The required output consists solely of the lines from the top of the listing through the line containing "the skateboard truck", transcribed exactly.

━━━━━ Recorded information

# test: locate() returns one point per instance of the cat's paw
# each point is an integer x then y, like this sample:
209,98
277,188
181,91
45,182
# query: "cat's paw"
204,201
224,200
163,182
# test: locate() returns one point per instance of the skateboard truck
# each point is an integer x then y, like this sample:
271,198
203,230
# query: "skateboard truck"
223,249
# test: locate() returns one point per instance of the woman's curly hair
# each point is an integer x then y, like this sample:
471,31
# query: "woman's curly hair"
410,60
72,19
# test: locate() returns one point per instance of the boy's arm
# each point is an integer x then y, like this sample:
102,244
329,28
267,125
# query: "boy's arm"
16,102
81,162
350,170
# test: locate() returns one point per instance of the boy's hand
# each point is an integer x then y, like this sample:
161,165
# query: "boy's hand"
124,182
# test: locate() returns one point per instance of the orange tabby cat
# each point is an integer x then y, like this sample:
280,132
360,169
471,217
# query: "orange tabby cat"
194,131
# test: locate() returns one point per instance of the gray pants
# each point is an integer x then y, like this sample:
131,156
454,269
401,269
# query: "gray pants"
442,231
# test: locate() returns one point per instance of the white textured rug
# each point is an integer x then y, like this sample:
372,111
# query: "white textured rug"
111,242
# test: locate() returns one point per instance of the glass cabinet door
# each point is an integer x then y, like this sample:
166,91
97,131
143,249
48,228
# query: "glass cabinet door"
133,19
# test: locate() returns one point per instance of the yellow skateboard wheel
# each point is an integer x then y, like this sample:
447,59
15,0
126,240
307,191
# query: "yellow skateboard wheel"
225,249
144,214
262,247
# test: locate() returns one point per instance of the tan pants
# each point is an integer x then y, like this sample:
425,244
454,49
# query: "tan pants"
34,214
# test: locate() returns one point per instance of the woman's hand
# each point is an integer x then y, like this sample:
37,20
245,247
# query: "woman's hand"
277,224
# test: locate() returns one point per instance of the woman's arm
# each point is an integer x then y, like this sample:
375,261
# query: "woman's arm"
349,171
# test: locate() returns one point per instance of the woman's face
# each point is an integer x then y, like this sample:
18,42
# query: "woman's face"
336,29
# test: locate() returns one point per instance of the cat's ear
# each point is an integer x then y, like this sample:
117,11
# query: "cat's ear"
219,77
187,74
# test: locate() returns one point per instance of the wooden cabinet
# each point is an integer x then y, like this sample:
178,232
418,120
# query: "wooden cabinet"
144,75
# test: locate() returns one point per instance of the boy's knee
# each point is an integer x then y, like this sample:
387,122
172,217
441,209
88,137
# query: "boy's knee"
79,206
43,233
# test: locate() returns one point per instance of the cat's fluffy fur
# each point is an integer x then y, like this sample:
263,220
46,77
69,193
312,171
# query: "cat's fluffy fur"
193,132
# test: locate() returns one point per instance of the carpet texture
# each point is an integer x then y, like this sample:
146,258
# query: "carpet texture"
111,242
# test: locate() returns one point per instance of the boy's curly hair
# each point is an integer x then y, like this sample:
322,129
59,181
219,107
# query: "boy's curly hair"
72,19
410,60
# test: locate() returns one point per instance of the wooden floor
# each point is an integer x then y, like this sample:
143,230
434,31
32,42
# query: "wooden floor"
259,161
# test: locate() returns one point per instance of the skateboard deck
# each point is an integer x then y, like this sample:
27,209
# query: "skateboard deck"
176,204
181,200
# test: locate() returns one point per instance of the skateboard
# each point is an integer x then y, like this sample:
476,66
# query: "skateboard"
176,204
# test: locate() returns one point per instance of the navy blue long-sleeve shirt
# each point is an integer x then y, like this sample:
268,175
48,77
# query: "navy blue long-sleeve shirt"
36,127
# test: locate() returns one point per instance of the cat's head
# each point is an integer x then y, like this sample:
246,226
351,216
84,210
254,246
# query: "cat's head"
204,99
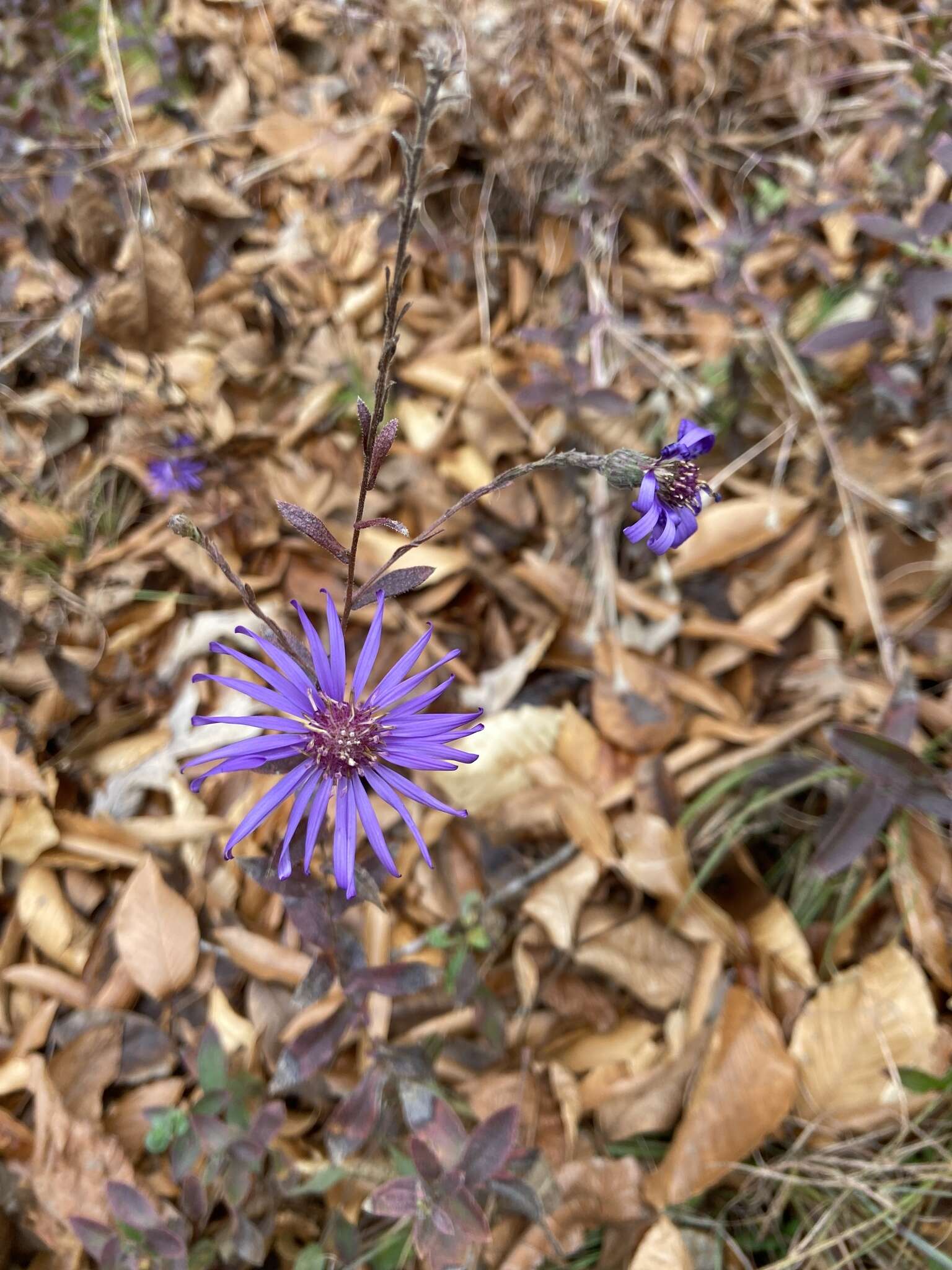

━━━━━━━━━━

Solution to the problem:
# test: locate() returns one point per instance of the cat's paw
# each point is an integer x then y, like this sample:
209,98
277,188
181,91
45,182
# query: "cat's paw"
204,201
224,200
163,182
# test: locate() returns one point per instance of the skateboard truck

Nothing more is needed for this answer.